Make an exact copy of every entry.
Start of Block
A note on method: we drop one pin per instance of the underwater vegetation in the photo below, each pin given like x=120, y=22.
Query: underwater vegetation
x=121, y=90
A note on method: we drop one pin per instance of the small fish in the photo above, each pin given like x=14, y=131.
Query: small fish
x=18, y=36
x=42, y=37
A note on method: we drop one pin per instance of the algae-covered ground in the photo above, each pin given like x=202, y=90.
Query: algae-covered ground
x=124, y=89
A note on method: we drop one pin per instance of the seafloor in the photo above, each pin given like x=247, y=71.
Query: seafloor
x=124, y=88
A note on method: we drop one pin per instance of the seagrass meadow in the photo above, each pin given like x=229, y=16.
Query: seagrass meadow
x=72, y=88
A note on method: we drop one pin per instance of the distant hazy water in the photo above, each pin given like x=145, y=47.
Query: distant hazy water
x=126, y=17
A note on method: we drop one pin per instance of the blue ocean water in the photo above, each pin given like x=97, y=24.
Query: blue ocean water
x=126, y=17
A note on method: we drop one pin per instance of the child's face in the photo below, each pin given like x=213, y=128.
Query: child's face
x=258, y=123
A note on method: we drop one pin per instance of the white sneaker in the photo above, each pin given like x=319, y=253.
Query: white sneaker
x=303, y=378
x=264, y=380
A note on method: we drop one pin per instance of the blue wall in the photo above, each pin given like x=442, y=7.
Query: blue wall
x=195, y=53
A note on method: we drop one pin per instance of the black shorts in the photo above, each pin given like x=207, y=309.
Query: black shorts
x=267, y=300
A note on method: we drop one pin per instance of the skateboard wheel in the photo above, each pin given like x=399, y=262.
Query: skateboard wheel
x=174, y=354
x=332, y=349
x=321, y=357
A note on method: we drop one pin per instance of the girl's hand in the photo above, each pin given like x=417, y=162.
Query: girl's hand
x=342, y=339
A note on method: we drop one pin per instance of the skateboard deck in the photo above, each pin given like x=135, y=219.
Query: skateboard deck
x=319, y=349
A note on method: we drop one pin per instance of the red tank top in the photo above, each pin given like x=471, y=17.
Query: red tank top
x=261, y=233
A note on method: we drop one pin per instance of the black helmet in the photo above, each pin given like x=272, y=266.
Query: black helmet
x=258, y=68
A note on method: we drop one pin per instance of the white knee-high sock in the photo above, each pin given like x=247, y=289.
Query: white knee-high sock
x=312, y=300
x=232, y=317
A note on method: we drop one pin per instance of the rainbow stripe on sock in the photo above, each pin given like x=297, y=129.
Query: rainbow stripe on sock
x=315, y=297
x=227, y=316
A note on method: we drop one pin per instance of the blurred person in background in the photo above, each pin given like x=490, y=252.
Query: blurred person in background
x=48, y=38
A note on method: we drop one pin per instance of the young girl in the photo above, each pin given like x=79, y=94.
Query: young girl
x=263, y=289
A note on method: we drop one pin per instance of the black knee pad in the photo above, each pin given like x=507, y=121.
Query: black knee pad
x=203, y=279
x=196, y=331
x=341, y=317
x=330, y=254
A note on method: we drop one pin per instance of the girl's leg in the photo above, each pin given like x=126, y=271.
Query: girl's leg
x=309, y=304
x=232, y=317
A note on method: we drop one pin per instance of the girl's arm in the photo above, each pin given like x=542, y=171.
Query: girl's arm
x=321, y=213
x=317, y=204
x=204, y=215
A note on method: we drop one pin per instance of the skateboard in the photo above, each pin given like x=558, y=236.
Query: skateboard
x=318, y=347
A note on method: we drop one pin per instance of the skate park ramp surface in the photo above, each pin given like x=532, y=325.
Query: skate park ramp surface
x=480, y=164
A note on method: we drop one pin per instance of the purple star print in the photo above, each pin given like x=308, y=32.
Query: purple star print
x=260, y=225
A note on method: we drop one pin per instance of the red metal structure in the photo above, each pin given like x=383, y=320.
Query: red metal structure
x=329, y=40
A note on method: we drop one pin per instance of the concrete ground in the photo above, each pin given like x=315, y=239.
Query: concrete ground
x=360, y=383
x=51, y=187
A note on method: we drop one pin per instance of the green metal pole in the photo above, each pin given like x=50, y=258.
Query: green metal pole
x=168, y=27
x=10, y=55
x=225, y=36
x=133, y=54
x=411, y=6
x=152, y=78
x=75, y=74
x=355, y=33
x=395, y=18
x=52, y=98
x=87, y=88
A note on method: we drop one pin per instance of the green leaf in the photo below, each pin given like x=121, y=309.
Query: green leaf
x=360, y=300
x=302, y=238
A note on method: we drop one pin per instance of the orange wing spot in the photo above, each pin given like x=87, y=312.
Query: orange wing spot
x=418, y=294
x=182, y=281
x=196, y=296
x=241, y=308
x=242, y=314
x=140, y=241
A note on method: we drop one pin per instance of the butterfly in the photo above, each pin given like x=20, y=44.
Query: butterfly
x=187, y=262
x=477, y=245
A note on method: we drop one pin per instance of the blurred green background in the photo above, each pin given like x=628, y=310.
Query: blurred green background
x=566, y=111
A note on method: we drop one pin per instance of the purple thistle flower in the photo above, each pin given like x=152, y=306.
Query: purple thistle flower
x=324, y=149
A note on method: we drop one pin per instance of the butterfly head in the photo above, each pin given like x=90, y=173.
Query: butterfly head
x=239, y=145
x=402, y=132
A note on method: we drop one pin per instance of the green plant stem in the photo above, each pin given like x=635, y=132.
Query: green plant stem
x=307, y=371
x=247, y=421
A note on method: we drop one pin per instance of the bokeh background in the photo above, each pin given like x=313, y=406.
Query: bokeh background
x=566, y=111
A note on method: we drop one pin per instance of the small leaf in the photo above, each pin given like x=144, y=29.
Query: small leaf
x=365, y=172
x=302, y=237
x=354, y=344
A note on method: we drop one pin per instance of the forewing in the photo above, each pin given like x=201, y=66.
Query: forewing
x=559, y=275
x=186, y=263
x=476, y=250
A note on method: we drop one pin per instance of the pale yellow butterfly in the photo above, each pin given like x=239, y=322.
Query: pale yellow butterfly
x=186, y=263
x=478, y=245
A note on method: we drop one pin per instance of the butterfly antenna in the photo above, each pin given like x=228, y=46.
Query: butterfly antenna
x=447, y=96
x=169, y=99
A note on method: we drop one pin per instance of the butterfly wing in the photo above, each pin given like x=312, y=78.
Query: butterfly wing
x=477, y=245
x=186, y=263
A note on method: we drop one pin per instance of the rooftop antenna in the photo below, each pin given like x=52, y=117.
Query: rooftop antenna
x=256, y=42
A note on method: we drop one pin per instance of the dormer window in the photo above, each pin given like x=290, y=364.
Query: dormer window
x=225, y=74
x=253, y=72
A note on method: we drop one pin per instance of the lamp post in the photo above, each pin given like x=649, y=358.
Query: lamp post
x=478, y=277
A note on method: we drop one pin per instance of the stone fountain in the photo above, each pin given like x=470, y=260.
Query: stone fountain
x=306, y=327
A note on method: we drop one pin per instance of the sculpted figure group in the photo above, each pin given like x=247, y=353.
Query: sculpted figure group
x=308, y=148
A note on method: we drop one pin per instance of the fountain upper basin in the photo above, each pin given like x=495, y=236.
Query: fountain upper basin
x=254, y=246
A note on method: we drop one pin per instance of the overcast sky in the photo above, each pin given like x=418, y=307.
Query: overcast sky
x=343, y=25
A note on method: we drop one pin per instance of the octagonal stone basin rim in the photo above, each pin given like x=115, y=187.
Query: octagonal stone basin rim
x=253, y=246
End of Block
Solution to this problem:
A note on method: we drop one pin per instance of the underwater vegetation in the photo below, each pin given like x=120, y=22.
Query: underwater vegetation
x=121, y=90
A note on method: we drop one pin per instance of the small fish in the photo above, each pin given like x=14, y=131.
Query: small fish
x=18, y=36
x=42, y=37
A note on method: we drop one pin per instance of the algae-covered ground in the photo above, each pin given like x=202, y=90.
Query: algae-covered ground
x=124, y=89
A note on method: we drop one pin per instance of the seafloor in the photo above, each pin given like x=247, y=71.
Query: seafloor
x=124, y=88
A note on method: we drop one pin per instance of the seagrass meadow in the photo above, each pin given like x=229, y=16.
Query: seagrass meadow
x=72, y=88
A note on method: we drop one pin per instance of the distant hazy water in the photo above, each pin given like x=145, y=47.
Query: distant hazy water
x=126, y=17
A note on method: we drop one pin per instance of the blue ocean water in the photo above, each pin given like x=97, y=24.
Query: blue ocean water
x=126, y=17
A note on method: we drop one pin per instance of the child's face in the photo below, each pin given like x=213, y=128.
Query: child's face
x=258, y=123
A note on method: we drop one pin per instance of the white sneaker in the photo above, each pin given like x=319, y=253.
Query: white sneaker
x=303, y=378
x=264, y=380
A note on method: we drop one pin per instance of the blue wall in the photo above, each pin given like x=442, y=7.
Query: blue wall
x=195, y=53
A note on method: we drop one pin per instance of the black shorts in the photo above, each pin given like x=207, y=309.
Query: black shorts
x=267, y=300
A note on method: we drop one pin per instance of the skateboard wheel in the photo above, each pin given like x=399, y=262.
Query: skateboard wheel
x=174, y=354
x=332, y=349
x=321, y=357
A note on method: we drop one pin per instance of the girl's hand in the photo above, each pin given like x=417, y=162.
Query: girl's hand
x=342, y=339
A note on method: we drop one pin per instance of the skateboard deck in the photo above, each pin given like x=135, y=219.
Query: skateboard deck
x=319, y=349
A note on method: we drop one pin per instance of the red tank top in the photo above, each pin given like x=471, y=17.
Query: red tank top
x=261, y=233
A note on method: we drop one pin per instance of the black helmet in the photo above, each pin given like x=272, y=266.
Query: black helmet
x=258, y=68
A note on method: we drop one pin per instance of the white knee-high sock in the photo above, each pin given like x=247, y=289.
Query: white knee-high sock
x=312, y=300
x=232, y=317
A note on method: we drop one pin per instance of the rainbow stripe on sock in the photo above, each pin given like x=297, y=129.
Query: rainbow stripe on sock
x=315, y=297
x=227, y=316
A note on method: we drop one pin per instance of the blurred person in background in the photo above, each pin given like x=490, y=252.
Query: blurred person in background
x=48, y=38
A note on method: we drop one pin per instance of the young girl in the photo above, each pin given like x=79, y=94.
Query: young girl
x=263, y=289
A note on method: we drop one pin per instance of the black knee pad in the photo above, each pin given like x=507, y=121.
Query: black knee pad
x=203, y=279
x=196, y=331
x=341, y=317
x=330, y=254
A note on method: we drop one pin per instance of the girl's leg in the photo above, each pin given like x=126, y=271.
Query: girl's leg
x=309, y=304
x=232, y=317
A note on method: we drop one pin per instance of the girl's arm in the photo above, each pin given like x=542, y=171.
Query: girl's arm
x=321, y=213
x=317, y=204
x=204, y=215
A note on method: we drop one pin per instance of the skateboard in the photo above, each pin given like x=558, y=236.
Query: skateboard
x=318, y=347
A note on method: we drop one pin per instance of the skate park ramp surface in the photo above, each pin given like x=532, y=325.
Query: skate park ramp surface
x=480, y=164
A note on method: we drop one pin per instance of the purple star print in the photo above, each pin given like x=308, y=32.
Query: purple star print
x=260, y=225
A note on method: we drop one pin per instance of the red metal structure in the photo above, each pin given like x=383, y=320.
Query: red metal structure
x=329, y=40
A note on method: we drop one pin per instance of the concrete ground in the photo above, each pin given like x=315, y=239.
Query: concrete ground
x=360, y=383
x=51, y=187
A note on method: we drop one pin per instance of the green metal pole in the photo above, each pin given like x=50, y=258.
Query: green metal pole
x=168, y=27
x=10, y=55
x=225, y=36
x=133, y=54
x=411, y=6
x=152, y=78
x=75, y=74
x=355, y=33
x=395, y=18
x=52, y=98
x=87, y=88
A note on method: we drop one pin per instance of the green leaf in the photo below, each pin given like x=121, y=309.
Query: green leaf
x=360, y=300
x=302, y=238
A note on method: we drop one pin per instance of the orange wing spot in the photo above, each pin given like x=87, y=312.
Query: orange wing spot
x=418, y=294
x=182, y=281
x=196, y=296
x=241, y=308
x=242, y=314
x=140, y=241
A note on method: we drop one pin per instance of the butterfly in the photo above, each pin given like x=20, y=44.
Query: butterfly
x=187, y=262
x=477, y=245
A note on method: we drop one pin per instance of the blurred green background in the photo above, each pin given like x=628, y=310.
Query: blurred green background
x=566, y=111
A note on method: we drop one pin per instance of the purple thistle flower in the photo above, each pin given like x=152, y=306.
Query: purple thistle flower
x=324, y=149
A note on method: we drop one pin per instance of the butterfly head in the photo above, each pin given like x=90, y=173.
Query: butterfly head
x=239, y=145
x=402, y=132
A note on method: we drop one pin per instance of the green plant stem in the photo above, each pin given like x=635, y=132.
Query: green plant stem
x=307, y=371
x=247, y=421
A note on method: we drop one pin per instance of the bokeh background in the photo above, each pin given like x=313, y=406.
Query: bokeh background
x=566, y=111
A note on method: we drop one pin per instance of the small leaf in the photo above, each pin given like x=144, y=29.
Query: small leaf
x=365, y=172
x=302, y=237
x=354, y=344
A note on method: we drop one pin per instance of the forewing in the photo above, each pin given like x=201, y=66.
Query: forewing
x=559, y=275
x=186, y=263
x=476, y=250
A note on method: we drop one pin per instance of the pale yellow butterfly in the photo above, each pin given like x=239, y=322.
Query: pale yellow butterfly
x=186, y=263
x=478, y=245
A note on method: we drop one pin per instance of the butterfly antenna in the photo above, each pin given like x=228, y=46.
Query: butterfly antenna
x=447, y=96
x=169, y=99
A note on method: we drop one pin per instance of the butterfly wing in the photo above, each pin given like x=312, y=78.
Query: butterfly wing
x=477, y=245
x=186, y=263
A note on method: we drop one pin per instance of the rooftop antenna in the photo below, each pin given like x=52, y=117.
Query: rooftop antenna
x=256, y=42
A note on method: we drop one pin per instance of the dormer window in the photo above, each pin given like x=290, y=364.
Query: dormer window
x=225, y=74
x=253, y=72
A note on method: we drop one pin per instance of the lamp post in the photo above, each pin given like x=649, y=358.
Query: lamp post
x=478, y=277
A note on method: we drop one pin per instance of the stone fountain in the photo above, each pin given like x=470, y=260.
Query: stone fountain
x=306, y=327
A note on method: we drop one pin per instance of the sculpted figure group in the photo above, each pin given like x=247, y=353.
Query: sculpted figure group
x=308, y=148
A note on method: we drop one pin per instance of the fountain upper basin in the photo above, each pin given like x=495, y=236.
Query: fountain upper basin
x=254, y=246
A note on method: we drop one pin per instance of the overcast sky in the photo above, each pin given like x=418, y=307.
Query: overcast sky
x=343, y=25
A note on method: we drop one pin per instance of the octagonal stone basin rim in the photo above, each pin given like x=115, y=187.
Query: octagonal stone basin rim
x=253, y=246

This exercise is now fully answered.